═════ Source material

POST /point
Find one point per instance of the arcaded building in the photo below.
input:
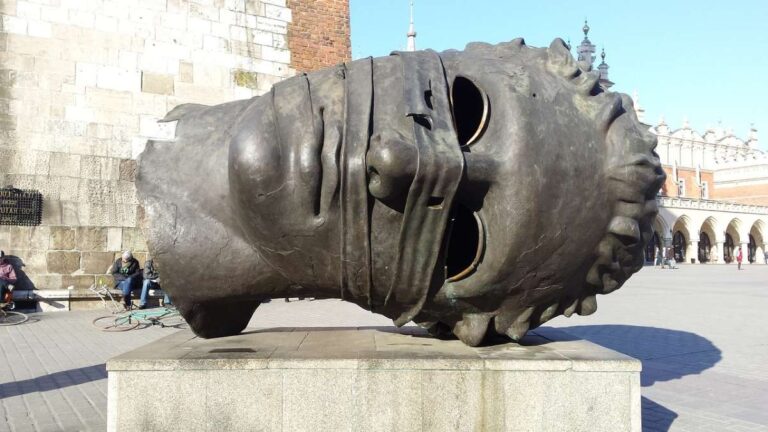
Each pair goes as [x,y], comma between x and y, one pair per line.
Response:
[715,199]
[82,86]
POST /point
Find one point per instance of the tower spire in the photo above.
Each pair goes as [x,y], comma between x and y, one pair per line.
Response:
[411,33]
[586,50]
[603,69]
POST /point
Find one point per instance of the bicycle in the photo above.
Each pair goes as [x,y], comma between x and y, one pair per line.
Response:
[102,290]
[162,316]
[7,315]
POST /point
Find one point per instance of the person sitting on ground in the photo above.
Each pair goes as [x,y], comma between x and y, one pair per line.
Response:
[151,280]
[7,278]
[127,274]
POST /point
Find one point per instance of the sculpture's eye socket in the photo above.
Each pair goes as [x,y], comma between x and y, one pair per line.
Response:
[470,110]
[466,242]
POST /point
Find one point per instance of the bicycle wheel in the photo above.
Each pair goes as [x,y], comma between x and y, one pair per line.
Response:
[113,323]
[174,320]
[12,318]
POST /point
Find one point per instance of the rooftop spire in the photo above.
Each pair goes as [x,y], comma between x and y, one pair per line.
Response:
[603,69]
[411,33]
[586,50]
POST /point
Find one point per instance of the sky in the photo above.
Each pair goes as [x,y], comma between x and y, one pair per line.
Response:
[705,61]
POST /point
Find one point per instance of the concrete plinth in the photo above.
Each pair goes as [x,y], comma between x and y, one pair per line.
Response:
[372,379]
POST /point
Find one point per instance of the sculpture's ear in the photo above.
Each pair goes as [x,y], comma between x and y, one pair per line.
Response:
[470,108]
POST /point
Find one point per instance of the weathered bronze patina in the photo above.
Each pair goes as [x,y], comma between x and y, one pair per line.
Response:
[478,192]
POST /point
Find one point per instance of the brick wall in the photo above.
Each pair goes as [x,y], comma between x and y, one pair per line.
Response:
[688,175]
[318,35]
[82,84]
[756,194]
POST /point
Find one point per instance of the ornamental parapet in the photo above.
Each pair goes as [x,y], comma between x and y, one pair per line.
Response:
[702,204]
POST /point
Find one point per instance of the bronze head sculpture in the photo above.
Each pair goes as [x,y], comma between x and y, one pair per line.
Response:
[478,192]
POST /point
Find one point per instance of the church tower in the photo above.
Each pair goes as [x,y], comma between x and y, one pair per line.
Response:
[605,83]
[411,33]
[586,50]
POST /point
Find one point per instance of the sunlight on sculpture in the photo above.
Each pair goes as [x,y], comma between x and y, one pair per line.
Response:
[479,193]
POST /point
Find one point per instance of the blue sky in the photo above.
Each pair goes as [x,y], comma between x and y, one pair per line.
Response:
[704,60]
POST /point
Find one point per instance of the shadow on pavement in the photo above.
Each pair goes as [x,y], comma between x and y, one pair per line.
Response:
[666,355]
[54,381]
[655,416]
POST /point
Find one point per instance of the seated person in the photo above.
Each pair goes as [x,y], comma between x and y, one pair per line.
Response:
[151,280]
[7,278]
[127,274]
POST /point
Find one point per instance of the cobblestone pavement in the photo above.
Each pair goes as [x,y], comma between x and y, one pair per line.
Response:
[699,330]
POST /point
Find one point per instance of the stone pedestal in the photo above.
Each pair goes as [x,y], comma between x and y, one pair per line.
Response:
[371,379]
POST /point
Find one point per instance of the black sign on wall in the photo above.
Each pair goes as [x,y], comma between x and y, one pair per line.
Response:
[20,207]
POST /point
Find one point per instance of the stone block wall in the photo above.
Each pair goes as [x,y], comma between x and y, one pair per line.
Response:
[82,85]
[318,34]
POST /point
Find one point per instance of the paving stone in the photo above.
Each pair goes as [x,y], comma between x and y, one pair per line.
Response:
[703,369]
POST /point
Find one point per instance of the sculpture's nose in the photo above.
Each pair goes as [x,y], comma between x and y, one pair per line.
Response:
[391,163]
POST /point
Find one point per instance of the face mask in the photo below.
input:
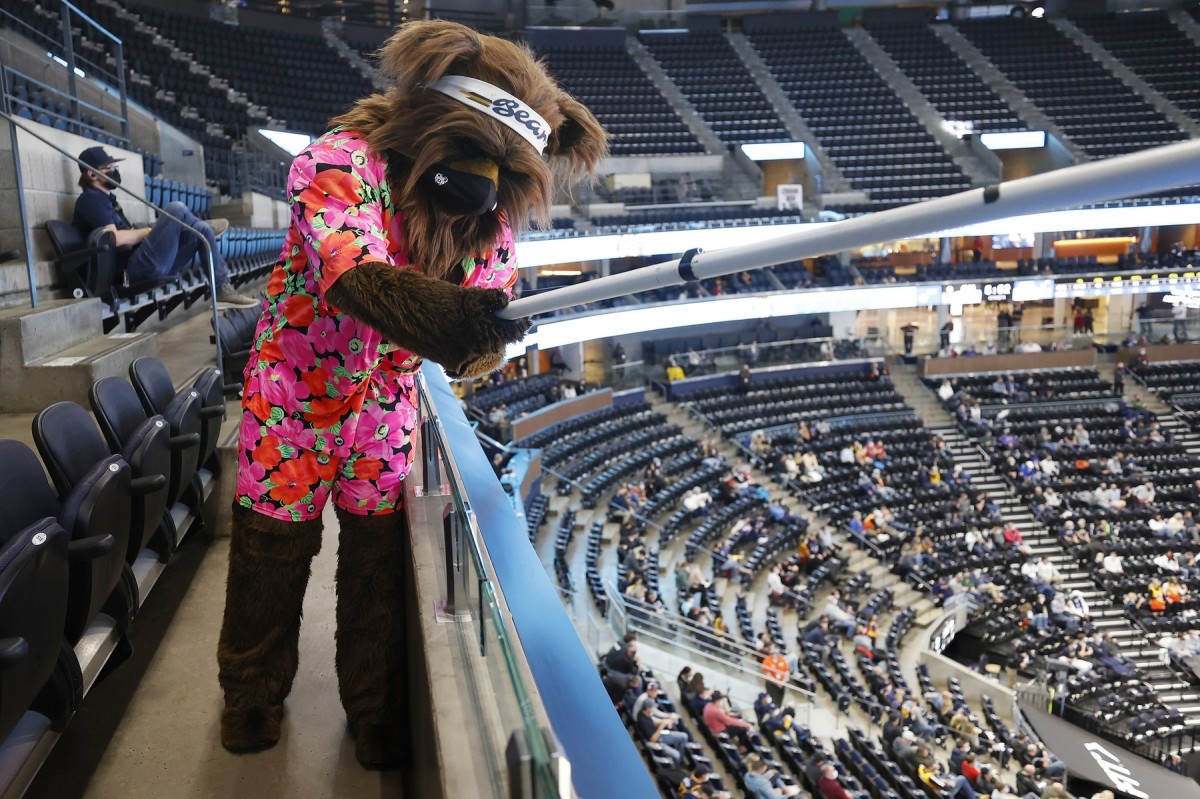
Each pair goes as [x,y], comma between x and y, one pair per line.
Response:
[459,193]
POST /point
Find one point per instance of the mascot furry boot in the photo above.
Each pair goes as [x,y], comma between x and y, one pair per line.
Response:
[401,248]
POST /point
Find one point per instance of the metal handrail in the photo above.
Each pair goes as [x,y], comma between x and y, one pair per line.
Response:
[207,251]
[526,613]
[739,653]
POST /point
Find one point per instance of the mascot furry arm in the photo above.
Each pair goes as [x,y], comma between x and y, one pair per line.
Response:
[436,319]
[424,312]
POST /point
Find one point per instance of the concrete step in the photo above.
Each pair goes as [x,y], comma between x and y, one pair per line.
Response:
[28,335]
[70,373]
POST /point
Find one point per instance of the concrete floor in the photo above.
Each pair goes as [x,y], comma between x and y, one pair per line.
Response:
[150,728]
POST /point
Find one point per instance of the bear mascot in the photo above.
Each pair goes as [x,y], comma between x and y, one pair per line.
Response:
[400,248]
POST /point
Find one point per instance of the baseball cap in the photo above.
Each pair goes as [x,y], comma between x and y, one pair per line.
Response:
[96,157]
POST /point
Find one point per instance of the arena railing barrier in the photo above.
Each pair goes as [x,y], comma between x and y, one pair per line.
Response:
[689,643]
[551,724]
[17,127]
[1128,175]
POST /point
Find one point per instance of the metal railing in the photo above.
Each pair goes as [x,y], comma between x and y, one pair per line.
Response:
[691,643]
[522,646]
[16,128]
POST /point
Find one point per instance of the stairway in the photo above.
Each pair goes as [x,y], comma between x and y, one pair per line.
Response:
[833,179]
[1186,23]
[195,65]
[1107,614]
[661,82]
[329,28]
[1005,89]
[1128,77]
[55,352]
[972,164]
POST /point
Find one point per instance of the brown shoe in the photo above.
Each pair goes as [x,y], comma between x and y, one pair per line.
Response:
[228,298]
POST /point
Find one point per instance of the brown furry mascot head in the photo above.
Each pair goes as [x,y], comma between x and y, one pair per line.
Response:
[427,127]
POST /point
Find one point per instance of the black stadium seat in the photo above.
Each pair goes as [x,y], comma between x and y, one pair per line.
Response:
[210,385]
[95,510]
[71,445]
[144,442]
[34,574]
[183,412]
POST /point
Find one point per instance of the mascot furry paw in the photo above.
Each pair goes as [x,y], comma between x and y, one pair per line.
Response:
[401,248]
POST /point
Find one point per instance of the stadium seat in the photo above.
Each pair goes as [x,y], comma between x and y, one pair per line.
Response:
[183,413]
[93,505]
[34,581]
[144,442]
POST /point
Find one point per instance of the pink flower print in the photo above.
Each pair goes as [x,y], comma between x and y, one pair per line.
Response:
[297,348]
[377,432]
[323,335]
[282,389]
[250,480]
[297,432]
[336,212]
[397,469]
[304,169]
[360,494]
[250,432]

══════════

* **Work task**:
Output all data exactly, omitting images.

* **Result**:
POST /point
Find one point per instance of the arcaded building in the photo below.
input:
Each pair goes as [x,y], comma between x and y, one pair per line.
Response:
[715,199]
[82,86]
POST /point
Find one point per instance of the tower spire in the photo above.
Each pair goes as [x,y], comma between x and y, one pair per line.
Response:
[411,33]
[586,50]
[603,69]
POST /point
Find one point per instance of the bicycle in the photo above.
Each pair goes as [x,y], comma between x and y, one pair per line.
Response:
[102,290]
[162,316]
[7,315]
POST /point
Find one point per instance of the person sitting on ground in the photo above.
Each pair goes as [x,y], comma between x and y, one pair per line.
Response:
[151,280]
[7,278]
[127,274]
POST /point
Find one point per instance of the sculpture's eye socket in the photo above.
Each pair goes as [x,y], comma between x and y, one pair per line.
Response:
[470,110]
[466,242]
POST /point
Find one point per instance of the bicycle wheel in the photo above.
Each pair goes as [x,y], comma between x and y, one pair per line.
Response:
[113,323]
[174,320]
[12,318]
POST /point
Find one point per instance of the rooftop spire in the photo above.
Each pair goes as [x,y], comma between x and y, one pair per line.
Response:
[603,69]
[411,33]
[586,50]
POST /point
Find one point per instance of the sky in the photo above.
Each pair goes as [x,y], comma between x and y, one pair per line.
Response:
[705,61]
POST /point
Find one point per instance of the concrete plinth in the photo above.
Each pair goes as [x,y], comma between x and y, one pair per line.
Response:
[372,379]
POST /point
Find one point per instance of the sculpture's ear in the photo above.
Each pair goes as [x,y], comma between x and y, one pair per line.
Response:
[470,108]
POST /point
Find one point per instance of the weathered bronze patina in the photo above.
Each pair goes as [x,y], comma between x and y, one pair per line.
Response:
[478,192]
POST /point
Find one point per instance of the brick wall in the photo above.
Each pair goes as [x,y], comma between x and y, one pair per line.
Response:
[688,175]
[318,35]
[82,84]
[756,194]
POST /point
Find one point per instance of the ornamental parapet in the photo above.
Each pair goes as [x,y], comma between x and y, one pair per line.
Response:
[702,204]
POST /point
Find one point per instance of the bronze head sculpture in the photo above.
Each pair goes as [x,y], comma between x and y, one pair per line.
Response:
[478,192]
POST /point
Find one point per instance of the church tower in the photo above.
Each pair goes as [x,y], comma between x and y, one pair per line.
Response:
[605,83]
[411,33]
[586,50]
POST /point
Find one point per instance of the sunlight on sculpture in the photo above.
Each pair goes as [x,y], comma between x and y, one pair per line.
Response:
[479,193]
POST /point
Find one point per instance of the blue sky in the photo above.
Each pair goes as [x,y], comma between x and y, one pair per line.
Response:
[704,60]
POST /point
Find one point per instance of the shadow on pavement in the photo above.
Each pair goes as [x,y], comma between x and y, one pair per line.
Response:
[666,355]
[54,381]
[655,416]
POST /point
Find one point per instance of the seated person in the photo above.
Each pair goes as [x,y], comma between x and y, one pair per line.
Response:
[151,280]
[7,278]
[127,274]
POST /point
Find one point per instance of the cobblestone pavement in the photo above.
Each pair goes as [x,y], comma between x and y, one pair per line.
Response:
[699,330]
POST /point
Find one point per instance of the stone pedestal in the photo above.
Each pair goes as [x,y], comma between x and y, one pair per line.
Response:
[371,379]
POST /point
Find one point per instance of the black sign on wall in the photo above.
Each pair goes as [x,y], comma between x and y, one pair per line.
Response:
[20,207]
POST /point
Find one point per instance of the stone block wall in the photo above.
Each pair goes as [x,y], comma between x and y, one pair per line.
Response:
[82,85]
[318,34]
POST /point
Find one point per instance of the paving stone in the photo above.
Each pair goes as [x,y], comma between x and y, one pair per line.
Response:
[703,369]
POST /point
Find one point per instance of the sculpture's nose in the photo above.
Each pair goes as [x,y], comma between x and y, one pair per line.
Response:
[391,163]
POST /point
Find one point per instance of the face mask in the photo below.
input:
Each pair goes as [x,y], comma between x and y, one pair per line.
Response:
[459,193]
POST /point
Find one point per instance of the mascot furry boot in the photo above.
Each pair goes as [x,y], comma between x and y, one pair per line.
Response:
[401,248]
POST /point
Find one point per instance of the metal handrail in the photo above.
Each pair goes as [x,y], comma between x and y, one pair per line.
Response:
[207,251]
[526,613]
[739,653]
POST /point
Find one point per instance of the mascot furry arm in the photo above.
Each pair goes as [x,y], comma between x and y, one pair per line.
Response:
[436,319]
[424,312]
POST /point
Find one point per instance of the concrete step in the photo above.
Each pair goes as [x,y], comma between x and y, one pair per line.
Response:
[28,335]
[70,373]
POST /point
Find one point per instance of the concrete floor in the photo above.
Each pair goes as [x,y], comma between x and y, one pair per line.
Response:
[150,728]
POST /point
Find one point per instance of the bear mascot in the photo above.
Each pair goes as [x,y], comma between x and y, one pair per line.
Response:
[400,248]
POST /point
Find one point per instance of the baseball cap in the photo above.
Each pair goes as [x,y], comma between x and y, one pair per line.
Response:
[96,157]
POST /point
Find one point per instance of the arena railing barrier in the photo above.
Each pair goes as [x,y], comma between x and y, one pair per line.
Response:
[689,643]
[551,724]
[17,127]
[1128,175]
POST /point
Find one point per instance of the metal railing in the photo above.
Each pair goes as [x,y], comma between x and y, one pair per line.
Response:
[691,643]
[522,646]
[16,128]
POST /point
Find one point per instance of the stairway in the photo above.
Each pair goes as [x,y], comma between x and y, one pair per line.
Response:
[833,179]
[1186,23]
[195,65]
[1107,614]
[661,82]
[329,28]
[1005,89]
[1128,77]
[55,352]
[972,164]
POST /point
Find one point per instance of the brown shoe in the photo above.
Each pair goes as [x,y], comma between x and y, one pair per line.
Response:
[228,298]
POST /point
Find one point per instance of the brown furry mascot head in the photo above.
Each pair goes as [x,y], comma between x and y, one pair per line.
Response:
[427,127]
POST /point
Find one point per instance of the black stadium seat in the photo above.
Each pair goes as [x,y], comma between x and y, one pair per line.
Response:
[210,385]
[95,510]
[71,445]
[144,442]
[34,574]
[183,412]
POST /point
Find one point per instance of the mascot furry paw in the photo above.
Each pair goes as [x,y], comma between x and y, one pair per line.
Response:
[401,248]
POST /point
Find one point per instance of the stadium seat in the photo above.
Each pair goes as [x,y], comma between x and y, one pair per line.
Response:
[183,413]
[93,505]
[34,581]
[144,442]
POST /point
Find one point per instance of the pink flower print in the photo above.
Each pair goes as [x,y], comma between x and y, one pair per line.
Response:
[297,348]
[377,432]
[323,335]
[282,389]
[250,480]
[297,432]
[336,212]
[397,469]
[304,169]
[360,494]
[250,432]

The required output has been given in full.